## Task directions
Recast every line of the items below as a JSON list of strings, one string per line, omitting blank lines. Leave the pictures out of your answer.
Given information start
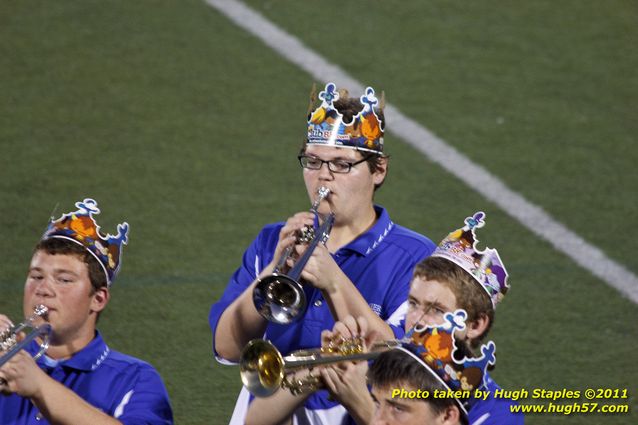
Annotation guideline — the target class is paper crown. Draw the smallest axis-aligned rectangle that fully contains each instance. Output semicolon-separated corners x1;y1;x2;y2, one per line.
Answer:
42;198;129;286
306;83;383;154
398;309;496;415
432;211;509;307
Given information end
## Response
[
  "Annotation guideline — the target class is paper crown. Draw the smallest axis-aligned rectangle that fully contains each instance. Output semicolon-separated corners x1;y1;x2;y2, one per line.",
  "Answer:",
  "42;198;129;286",
  "306;83;383;154",
  "398;309;496;415",
  "432;211;509;307"
]